About this task: A faithful copy of the whole listing is the goal. Match it exactly.

=======

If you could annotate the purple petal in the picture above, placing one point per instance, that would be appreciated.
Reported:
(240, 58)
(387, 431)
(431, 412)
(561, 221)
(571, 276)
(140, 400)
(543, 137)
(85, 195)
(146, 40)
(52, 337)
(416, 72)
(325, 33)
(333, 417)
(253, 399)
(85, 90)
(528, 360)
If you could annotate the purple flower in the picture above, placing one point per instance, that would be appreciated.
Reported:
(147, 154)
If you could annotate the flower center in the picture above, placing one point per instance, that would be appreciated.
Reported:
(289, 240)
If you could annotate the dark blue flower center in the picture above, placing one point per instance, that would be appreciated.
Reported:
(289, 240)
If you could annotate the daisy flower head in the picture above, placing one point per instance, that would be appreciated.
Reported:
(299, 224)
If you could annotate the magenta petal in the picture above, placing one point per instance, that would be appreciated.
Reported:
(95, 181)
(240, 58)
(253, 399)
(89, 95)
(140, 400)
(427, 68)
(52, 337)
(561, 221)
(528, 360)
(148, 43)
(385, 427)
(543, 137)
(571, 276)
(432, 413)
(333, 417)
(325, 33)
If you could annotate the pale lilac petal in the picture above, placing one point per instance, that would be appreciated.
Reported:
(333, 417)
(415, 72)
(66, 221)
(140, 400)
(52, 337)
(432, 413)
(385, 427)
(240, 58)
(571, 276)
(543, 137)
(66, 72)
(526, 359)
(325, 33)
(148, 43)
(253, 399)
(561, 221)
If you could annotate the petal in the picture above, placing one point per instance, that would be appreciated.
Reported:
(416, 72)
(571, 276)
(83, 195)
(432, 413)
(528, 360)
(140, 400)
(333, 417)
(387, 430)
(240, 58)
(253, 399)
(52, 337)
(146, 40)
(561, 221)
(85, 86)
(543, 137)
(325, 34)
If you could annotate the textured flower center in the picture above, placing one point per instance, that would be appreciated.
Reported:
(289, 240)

=======

Answer to the problem:
If you could annotate the purple petal in the picture above, placing one point per instance, that would be appreciated.
Reported:
(240, 58)
(387, 431)
(431, 412)
(561, 221)
(571, 276)
(140, 400)
(543, 137)
(85, 195)
(146, 40)
(52, 337)
(416, 72)
(325, 33)
(333, 417)
(253, 399)
(85, 90)
(528, 360)
If you could annotate the purple flower in the picture above, placing one point per instance, that would be appreciated.
Reported:
(147, 154)
If you could annotate the flower center in the picture above, placing one point per instance, that would be appreciated.
Reported:
(289, 240)
If you could annotate the dark blue flower center in the picture above, placing one point per instance, that would be appreciated.
Reported:
(289, 240)
If you could annotate the daisy flower head in the picture above, placing one point per instance, that would be appreciated.
Reported:
(299, 224)
If you could annotate the magenta petal in the picture above, placing one point per instance, that would be appreciated.
Reported:
(95, 181)
(240, 58)
(253, 399)
(89, 95)
(140, 400)
(427, 68)
(52, 337)
(561, 221)
(528, 360)
(148, 43)
(385, 427)
(543, 137)
(571, 276)
(432, 413)
(333, 417)
(325, 33)
If you could annotate the pale lilac petal in the picture above, placing one point per instance, that would be appreciated.
Reported:
(333, 417)
(415, 72)
(66, 221)
(140, 400)
(52, 337)
(432, 413)
(385, 427)
(240, 58)
(571, 276)
(543, 137)
(66, 72)
(526, 359)
(325, 33)
(148, 43)
(253, 399)
(561, 221)
If you could annotate the petal in the picture above, placing one point per instance, that would be appreciated.
Reported:
(416, 72)
(571, 276)
(83, 195)
(432, 413)
(528, 360)
(140, 400)
(333, 417)
(387, 430)
(240, 58)
(253, 399)
(52, 337)
(146, 40)
(561, 221)
(85, 86)
(543, 137)
(325, 34)
If you could annotate the textured flower center in the picture above, placing one point per instance, that would be appreciated.
Reported:
(289, 240)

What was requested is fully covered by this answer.